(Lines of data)

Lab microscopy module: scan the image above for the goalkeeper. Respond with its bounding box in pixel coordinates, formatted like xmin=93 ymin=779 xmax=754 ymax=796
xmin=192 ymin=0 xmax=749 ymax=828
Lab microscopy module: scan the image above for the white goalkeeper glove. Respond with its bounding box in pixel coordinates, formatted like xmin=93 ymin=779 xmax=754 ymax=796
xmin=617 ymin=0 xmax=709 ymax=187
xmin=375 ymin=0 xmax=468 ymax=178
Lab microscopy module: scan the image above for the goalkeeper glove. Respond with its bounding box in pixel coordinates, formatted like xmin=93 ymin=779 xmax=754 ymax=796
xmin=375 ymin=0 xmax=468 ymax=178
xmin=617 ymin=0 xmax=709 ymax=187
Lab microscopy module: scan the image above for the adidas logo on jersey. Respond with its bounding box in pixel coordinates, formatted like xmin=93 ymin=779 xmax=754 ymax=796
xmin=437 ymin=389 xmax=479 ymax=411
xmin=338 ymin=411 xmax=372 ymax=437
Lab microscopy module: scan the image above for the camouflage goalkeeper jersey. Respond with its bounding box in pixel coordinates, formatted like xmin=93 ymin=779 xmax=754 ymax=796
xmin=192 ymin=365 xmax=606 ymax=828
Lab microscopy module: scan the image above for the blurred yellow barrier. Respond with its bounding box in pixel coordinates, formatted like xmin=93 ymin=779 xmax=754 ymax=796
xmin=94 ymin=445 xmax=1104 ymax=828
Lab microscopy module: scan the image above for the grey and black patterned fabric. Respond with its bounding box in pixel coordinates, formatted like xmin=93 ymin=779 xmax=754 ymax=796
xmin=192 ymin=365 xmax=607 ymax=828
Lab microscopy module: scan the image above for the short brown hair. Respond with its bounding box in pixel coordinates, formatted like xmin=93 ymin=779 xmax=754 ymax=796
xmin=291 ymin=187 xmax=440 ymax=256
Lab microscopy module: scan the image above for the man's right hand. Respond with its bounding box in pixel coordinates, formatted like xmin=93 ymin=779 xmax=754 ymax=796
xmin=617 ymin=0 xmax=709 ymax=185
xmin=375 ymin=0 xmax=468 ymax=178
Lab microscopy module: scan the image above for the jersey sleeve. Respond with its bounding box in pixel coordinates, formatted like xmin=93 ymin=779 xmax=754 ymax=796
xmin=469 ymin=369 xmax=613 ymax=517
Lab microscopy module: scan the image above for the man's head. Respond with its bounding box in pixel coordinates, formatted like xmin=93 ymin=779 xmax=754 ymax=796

Given problem: Extract each line of the material above that contains the word "goalkeeper", and copy those lines in full.

Solution:
Lab microscopy module: scan the image above for the goalkeeper. Respond with its bounding box in pixel coordinates, formatted like xmin=93 ymin=779 xmax=754 ymax=796
Lab microscopy module: scan the image above for the white goalkeeper glove. Respond with its bounding box in pixel coordinates, formatted like xmin=93 ymin=779 xmax=754 ymax=796
Lab microscopy module: scan the image above for the goalkeeper glove. Respond with its bounding box in pixel coordinates, formatted like xmin=93 ymin=779 xmax=754 ymax=796
Lab microscopy module: scan the image above for the camouflage goalkeeper jersey. Respond with its bounding box in pixel coordinates, formatted like xmin=93 ymin=779 xmax=754 ymax=796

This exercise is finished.